--- WHAT THE TASK ASKS ---
Reproduce every one of the records below verbatim, line for line, with no changes.

--- INFORMATION PROVIDED ---
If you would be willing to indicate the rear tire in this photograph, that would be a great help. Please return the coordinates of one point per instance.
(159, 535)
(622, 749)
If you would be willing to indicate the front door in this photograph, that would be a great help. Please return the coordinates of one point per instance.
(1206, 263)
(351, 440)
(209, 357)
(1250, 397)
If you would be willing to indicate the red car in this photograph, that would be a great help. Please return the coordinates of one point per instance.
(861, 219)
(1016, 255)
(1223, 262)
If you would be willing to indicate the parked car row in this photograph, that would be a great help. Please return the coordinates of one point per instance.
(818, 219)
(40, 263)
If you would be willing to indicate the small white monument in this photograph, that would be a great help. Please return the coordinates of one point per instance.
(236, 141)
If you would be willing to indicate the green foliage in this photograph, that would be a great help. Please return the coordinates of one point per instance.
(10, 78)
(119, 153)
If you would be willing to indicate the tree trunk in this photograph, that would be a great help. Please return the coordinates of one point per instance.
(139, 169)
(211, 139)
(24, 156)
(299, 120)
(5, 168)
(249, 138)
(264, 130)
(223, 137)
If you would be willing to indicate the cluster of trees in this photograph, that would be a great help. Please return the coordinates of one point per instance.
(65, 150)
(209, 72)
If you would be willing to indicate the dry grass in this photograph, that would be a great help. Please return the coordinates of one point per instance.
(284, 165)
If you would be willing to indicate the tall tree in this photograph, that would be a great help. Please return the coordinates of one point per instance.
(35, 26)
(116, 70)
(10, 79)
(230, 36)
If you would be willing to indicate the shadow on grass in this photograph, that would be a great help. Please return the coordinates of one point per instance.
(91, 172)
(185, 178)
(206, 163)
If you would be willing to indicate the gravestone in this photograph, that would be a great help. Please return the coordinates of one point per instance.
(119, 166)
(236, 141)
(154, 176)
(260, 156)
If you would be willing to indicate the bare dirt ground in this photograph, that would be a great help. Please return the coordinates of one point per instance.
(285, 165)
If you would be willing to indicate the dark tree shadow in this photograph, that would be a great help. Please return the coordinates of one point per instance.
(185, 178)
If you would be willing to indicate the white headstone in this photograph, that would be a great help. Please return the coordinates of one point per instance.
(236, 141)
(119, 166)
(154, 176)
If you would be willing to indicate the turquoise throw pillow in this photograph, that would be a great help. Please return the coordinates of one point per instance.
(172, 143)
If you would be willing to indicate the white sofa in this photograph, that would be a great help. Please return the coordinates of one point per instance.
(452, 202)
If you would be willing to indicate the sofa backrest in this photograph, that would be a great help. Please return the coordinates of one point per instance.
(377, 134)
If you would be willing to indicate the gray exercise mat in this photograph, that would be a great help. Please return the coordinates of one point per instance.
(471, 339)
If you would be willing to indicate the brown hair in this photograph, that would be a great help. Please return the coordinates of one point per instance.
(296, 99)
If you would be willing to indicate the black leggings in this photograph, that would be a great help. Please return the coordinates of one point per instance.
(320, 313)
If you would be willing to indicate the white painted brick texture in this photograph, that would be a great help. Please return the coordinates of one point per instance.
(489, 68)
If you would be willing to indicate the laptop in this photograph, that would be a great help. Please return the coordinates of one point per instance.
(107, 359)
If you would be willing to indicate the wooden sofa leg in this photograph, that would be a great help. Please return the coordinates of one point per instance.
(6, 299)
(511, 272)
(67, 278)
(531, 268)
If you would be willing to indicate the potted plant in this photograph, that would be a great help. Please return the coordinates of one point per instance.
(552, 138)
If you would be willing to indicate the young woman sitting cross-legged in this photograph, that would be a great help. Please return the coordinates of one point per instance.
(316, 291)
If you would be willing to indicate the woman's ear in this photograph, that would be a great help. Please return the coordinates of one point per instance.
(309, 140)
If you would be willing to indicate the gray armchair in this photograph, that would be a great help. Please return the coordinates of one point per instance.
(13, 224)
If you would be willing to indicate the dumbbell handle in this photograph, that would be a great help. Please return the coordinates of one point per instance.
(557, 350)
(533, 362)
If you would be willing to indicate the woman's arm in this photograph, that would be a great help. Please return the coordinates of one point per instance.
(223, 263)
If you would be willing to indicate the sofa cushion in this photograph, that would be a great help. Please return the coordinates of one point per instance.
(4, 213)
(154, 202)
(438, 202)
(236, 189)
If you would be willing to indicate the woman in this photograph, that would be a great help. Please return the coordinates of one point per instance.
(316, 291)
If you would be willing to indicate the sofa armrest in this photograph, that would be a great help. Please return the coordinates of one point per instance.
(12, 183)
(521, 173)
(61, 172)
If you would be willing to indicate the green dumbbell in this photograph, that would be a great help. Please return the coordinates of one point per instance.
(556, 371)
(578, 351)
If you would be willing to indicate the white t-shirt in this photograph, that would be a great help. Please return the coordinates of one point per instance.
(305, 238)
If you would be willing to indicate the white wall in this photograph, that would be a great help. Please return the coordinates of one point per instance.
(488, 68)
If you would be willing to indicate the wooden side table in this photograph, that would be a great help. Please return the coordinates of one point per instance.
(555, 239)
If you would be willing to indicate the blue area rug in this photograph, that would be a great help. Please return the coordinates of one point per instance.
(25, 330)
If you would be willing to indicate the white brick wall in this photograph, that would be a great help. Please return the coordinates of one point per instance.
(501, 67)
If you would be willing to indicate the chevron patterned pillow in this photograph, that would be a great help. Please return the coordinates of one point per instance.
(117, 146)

--- WRITTEN ANSWER ---
If you would be willing to indicate the rear tire in this photograph, that would be a great help. Please return the coordinates of one point per instance.
(159, 535)
(622, 749)
If you would be willing to indicate the front door in this photograph, that would be a great help. Please return the coordinates of one point per instance.
(1206, 263)
(351, 440)
(209, 357)
(1250, 397)
If you would be willing to indicate the red car in this photograph, that would be a great help. Please return the coordinates of one point per instance.
(861, 219)
(1016, 255)
(1223, 262)
If you would be willing to indicate the parked car row in this photograph, that would be a great help. Please return the coordinates of one point per instance.
(818, 219)
(40, 263)
If you would be willing to indicate the small white monument in this photograph, that would be a great help. Please return the coordinates of one point per instance.
(236, 141)
If you would be willing to indicate the green foliage in this photograph, that would be a great help. Please return the coordinates of one point per instance.
(10, 78)
(119, 153)
If you would be willing to indicate the tree trunk in this photograph, that would be a great help. Please return the coordinates of one point per instance.
(139, 169)
(211, 139)
(24, 156)
(299, 120)
(5, 168)
(249, 138)
(264, 130)
(223, 137)
If you would be willing to indicate the cluster of trees in this photograph, that would be a great help. Please return the coordinates of one point per instance.
(65, 150)
(209, 72)
If you would be willing to indicate the dry grass in this photograph, that would be a great help. Please return the coordinates of one point per instance.
(284, 165)
If you would be willing to indicate the tall tree in this photograph, that would be a great help. Please return the coordinates of one point per instance.
(35, 26)
(116, 70)
(10, 79)
(230, 36)
If you would be willing to indicate the shadow on grass in this photograph, that would be a great help. Please return the coordinates of one point per instance.
(91, 172)
(185, 178)
(206, 163)
If you would be willing to indicate the gravestone in this photograph, that would be a great help. Please return the coordinates of one point per instance.
(119, 166)
(236, 141)
(154, 176)
(260, 156)
If you would be willing to indicate the bare dirt ground in this photograph, that would be a great help. Please return the coordinates of one point per instance.
(285, 165)
If you would be willing to indicate the dark tree shadow in this photograph, that would be a great help. Please return the coordinates of one point per instance.
(185, 178)
If you would be willing to indicate the white headstone in this photograph, that would be a great help. Please return the coordinates of one point per instance.
(236, 141)
(119, 166)
(154, 176)
If you would be willing to indicate the turquoise throw pillow in this photograph, that would be a great help. Please return the coordinates of one point per instance.
(172, 143)
If you would be willing to indicate the white sofa in this photograph, that would be a great help. Please return the coordinates of one point per instance.
(452, 202)
If you would be willing to indicate the sofa backrest in this photograph, that would be a great help. Please return the coordinates of one point per instance.
(377, 134)
If you would be willing to indicate the gray exercise mat in this photograph, that would be a great help. Please return the coordinates of one point per instance.
(471, 339)
If you would be willing to indicate the brown hair in this photograph, that would be a great help. Please return the coordinates of one point per instance.
(296, 99)
If you would be willing to indicate the black leggings in this photograph, that would be a great help. Please return the coordinates of one point per instance.
(320, 313)
If you would be willing to indicate the white painted brick texture in this photograph, that would be a great help. Please return the coordinates of one point per instance.
(489, 68)
If you would be willing to indicate the laptop in this photograph, that would be a great help. Please return the coordinates of one point per instance.
(107, 359)
If you would be willing to indicate the wooden sofa leg in this photograph, that would be a great help. Please return the coordinates of one point per instance.
(6, 299)
(511, 272)
(67, 278)
(531, 268)
If you would be willing to indicate the potted plant in this photograph, that would be a great help. Please return the coordinates of one point per instance.
(552, 138)
If you would be willing to indicate the young woman sitting cross-legged in this photograph, that would be a great help. Please return the coordinates of one point per instance.
(316, 291)
If you would be willing to indicate the woman's ear in this photograph, that would be a great help. Please return the coordinates of one point per instance.
(309, 140)
If you would be willing to indicate the gray armchair in this photograph, that would be a great help. Please return the coordinates of one point per instance.
(13, 224)
If you would be willing to indicate the dumbbell handle in this photograph, that would be a great help. Please return the coordinates of one point per instance.
(557, 350)
(533, 362)
If you would be willing to indicate the woman's arm in this photograph, that would be a great help. Please return the coordinates of one point per instance.
(223, 263)
If you would be willing to indicate the sofa cushion in this photograph, that would be a great help. Please return the coordinates of one point per instance.
(4, 213)
(154, 202)
(438, 202)
(236, 189)
If you would be willing to indicate the woman in this photograph, that would be a great help. Please return the coordinates of one point per instance.
(316, 291)
If you would be willing to indicate the sofa armrest in this photograph, that would be a great help. Please return the coordinates of one point per instance.
(12, 183)
(521, 173)
(61, 172)
If you would be willing to indicate the green dumbbell in this photograph, that would be a great help. Please return the coordinates of one point per instance.
(556, 371)
(578, 351)
If you would be willing to indicate the white t-shirt in this photograph, that would be a great help. Please return the coordinates of one point per instance.
(305, 238)
If you would be willing to indicate the white wall in this photograph, that would be a great help. Please return the coordinates of one point per instance.
(488, 68)
If you would be willing to indicate the wooden side table in this photograph, that would be a great help. Please return the coordinates of one point per instance.
(555, 239)
If you would be willing to indicate the blue area rug in this photograph, that would be a great help. Please return the coordinates of one point per instance.
(25, 330)
If you would be willing to indicate the white brick wall in this photograph, that would be a great help. Please return the coordinates of one point per instance.
(501, 67)
If you would be willing to indicate the chevron patterned pillow in this photograph, that would be a great help. Please return the coordinates of one point per instance.
(117, 146)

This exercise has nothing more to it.